REQUIRED TASK:
Recast all of the material below as a numbered list, skipping any blank lines and leaving the pictures out of your answer.

RECORDS SUPPLIED:
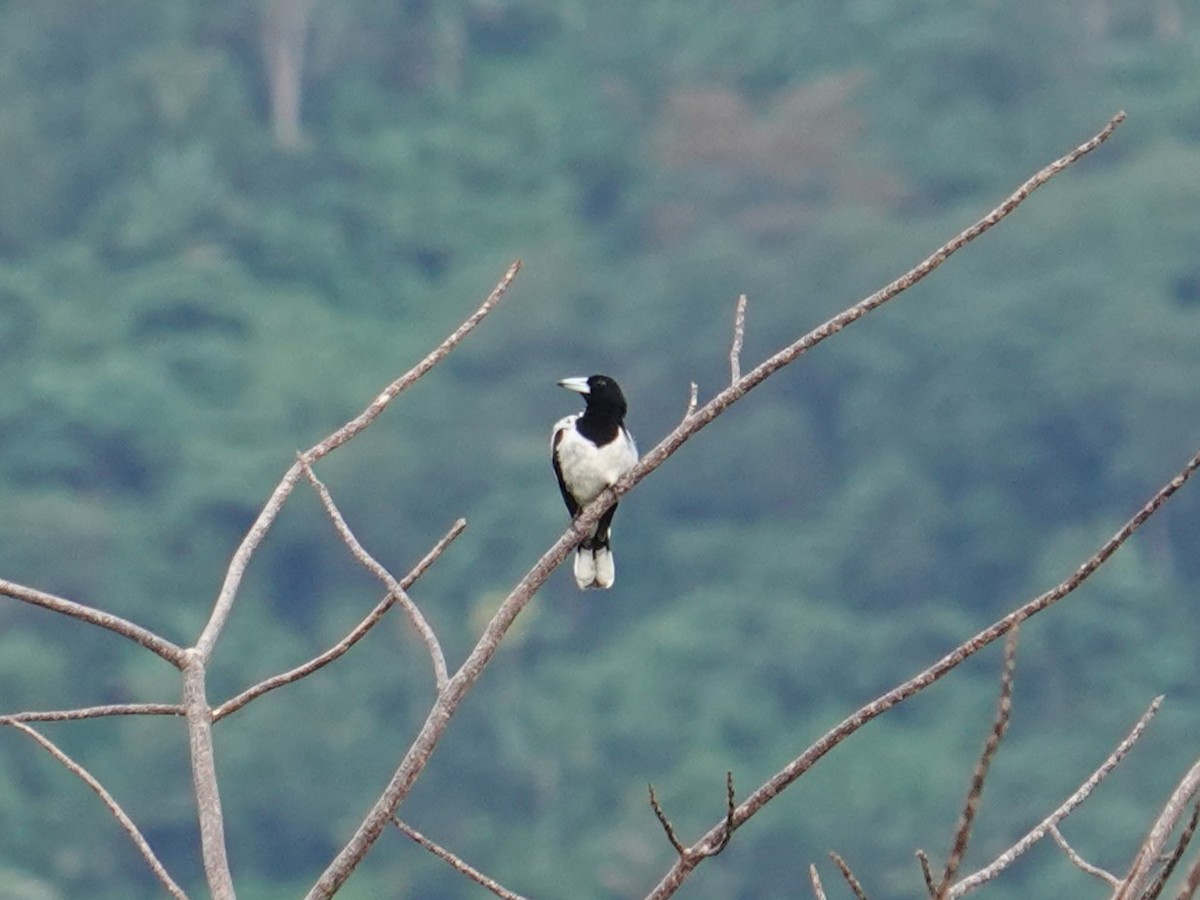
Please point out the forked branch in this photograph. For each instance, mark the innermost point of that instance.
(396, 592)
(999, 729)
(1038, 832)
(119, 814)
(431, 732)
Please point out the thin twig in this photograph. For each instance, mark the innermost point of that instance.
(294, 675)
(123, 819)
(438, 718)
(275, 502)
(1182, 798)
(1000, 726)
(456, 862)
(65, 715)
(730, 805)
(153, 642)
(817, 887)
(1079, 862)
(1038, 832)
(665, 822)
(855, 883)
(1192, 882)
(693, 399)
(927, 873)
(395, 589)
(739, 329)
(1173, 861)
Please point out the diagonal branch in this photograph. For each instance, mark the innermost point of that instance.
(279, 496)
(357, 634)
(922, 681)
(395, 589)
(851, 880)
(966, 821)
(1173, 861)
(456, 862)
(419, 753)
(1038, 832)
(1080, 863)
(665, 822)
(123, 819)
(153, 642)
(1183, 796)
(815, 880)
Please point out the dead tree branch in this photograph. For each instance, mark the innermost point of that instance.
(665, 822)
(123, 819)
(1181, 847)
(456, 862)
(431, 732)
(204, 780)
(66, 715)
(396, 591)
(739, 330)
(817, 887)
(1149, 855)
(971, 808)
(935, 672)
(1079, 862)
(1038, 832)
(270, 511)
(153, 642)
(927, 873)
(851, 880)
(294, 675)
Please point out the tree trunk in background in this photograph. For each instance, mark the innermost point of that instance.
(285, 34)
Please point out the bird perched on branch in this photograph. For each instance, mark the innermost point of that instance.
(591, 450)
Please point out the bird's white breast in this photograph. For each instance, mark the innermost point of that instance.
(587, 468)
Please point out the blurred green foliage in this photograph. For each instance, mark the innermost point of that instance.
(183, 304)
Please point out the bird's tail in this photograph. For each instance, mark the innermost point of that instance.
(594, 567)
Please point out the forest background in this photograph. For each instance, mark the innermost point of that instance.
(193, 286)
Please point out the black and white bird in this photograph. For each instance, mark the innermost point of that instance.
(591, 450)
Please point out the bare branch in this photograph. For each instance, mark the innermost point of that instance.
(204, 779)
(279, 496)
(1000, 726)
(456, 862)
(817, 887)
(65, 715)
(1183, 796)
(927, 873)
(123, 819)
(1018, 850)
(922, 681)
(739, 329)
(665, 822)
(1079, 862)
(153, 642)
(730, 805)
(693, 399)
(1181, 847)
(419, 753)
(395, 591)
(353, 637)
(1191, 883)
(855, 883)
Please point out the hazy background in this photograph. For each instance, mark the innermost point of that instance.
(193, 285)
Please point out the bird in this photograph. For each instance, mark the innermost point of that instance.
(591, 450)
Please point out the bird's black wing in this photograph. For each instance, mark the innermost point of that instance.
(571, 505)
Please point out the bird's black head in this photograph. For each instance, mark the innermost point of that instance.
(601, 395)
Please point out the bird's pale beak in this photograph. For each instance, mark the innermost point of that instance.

EXERCISE OUTPUT:
1. Please point out the forked branch in this photograph. For each instance, mark the innermost point of that instance.
2. (396, 592)
3. (999, 729)
4. (1038, 832)
5. (119, 814)
6. (431, 732)
7. Please point out the thin twig in this photograph. For each instance, mark the innermost point of that instance.
8. (294, 675)
9. (123, 819)
10. (438, 718)
11. (275, 502)
12. (1182, 798)
13. (1000, 726)
14. (456, 862)
15. (65, 715)
16. (730, 805)
17. (153, 642)
18. (817, 887)
19. (1079, 862)
20. (1038, 832)
21. (665, 822)
22. (855, 883)
23. (1192, 882)
24. (693, 399)
25. (927, 873)
26. (395, 589)
27. (739, 329)
28. (1173, 861)
29. Please point out the diagonal branch in this photograph. For each instance, mark the innermost point of that instance.
30. (279, 496)
31. (357, 634)
32. (922, 681)
33. (395, 589)
34. (851, 880)
35. (966, 821)
36. (1173, 861)
37. (456, 862)
38. (419, 753)
39. (1038, 832)
40. (1080, 863)
41. (665, 822)
42. (123, 819)
43. (153, 642)
44. (1183, 796)
45. (815, 880)
46. Please point out the dead tree branch in this photograph. For each instance, mark the innermost point of that instance.
47. (665, 822)
48. (123, 819)
49. (1181, 847)
50. (456, 862)
51. (431, 732)
52. (204, 780)
53. (66, 715)
54. (396, 591)
55. (739, 330)
56. (817, 887)
57. (1149, 855)
58. (971, 808)
59. (935, 672)
60. (1079, 862)
61. (1038, 832)
62. (270, 511)
63. (153, 642)
64. (927, 873)
65. (851, 880)
66. (294, 675)
67. Please point out the tree trunk in background in this photograph. For each instance, mark the innermost point of that instance.
68. (285, 34)
69. Please point out the bird perched on branch in this photograph. For each instance, mark the innermost point of that instance.
70. (591, 450)
71. Please point out the bird's white breast in this photograph. For each instance, mark the innermost point of that instance.
72. (587, 468)
73. Please point out the blurred green foliage in this photograph. For each instance, mark the innermost point of that instance.
74. (183, 304)
75. Please point out the bird's tail in this photograph. For each instance, mark the innermost point of that instance.
76. (594, 567)
77. Please point out the forest background in this photograph. For each instance, mark the innermost point of that instance.
78. (193, 286)
79. Please point out the black and white bird in this photograph. For each instance, mark the innermost point of that instance.
80. (591, 450)
81. Please point out the bare branch in this photograph. For each instance, mark the innermost point of that instance.
82. (204, 779)
83. (279, 496)
84. (1000, 726)
85. (456, 862)
86. (817, 887)
87. (65, 715)
88. (1183, 796)
89. (927, 873)
90. (123, 819)
91. (1018, 850)
92. (922, 681)
93. (739, 329)
94. (665, 822)
95. (1079, 862)
96. (153, 642)
97. (730, 805)
98. (693, 399)
99. (1181, 847)
100. (419, 753)
101. (395, 591)
102. (353, 637)
103. (1191, 883)
104. (855, 883)
105. Please point out the hazy background in this photograph. For each instance, mark the innermost point of that instance.
106. (193, 285)
107. Please point out the bird in this photograph. For each instance, mark the innermost point of that instance.
108. (591, 450)
109. Please point out the bird's black wing in this photograph. For each instance, mark the innermost point of that instance.
110. (571, 505)
111. Please point out the bird's black head in this photograph. For each instance, mark the innermost point of that instance.
112. (601, 395)
113. Please point out the bird's pale beak in this photograph. For each instance, mark the innermost point of that instance.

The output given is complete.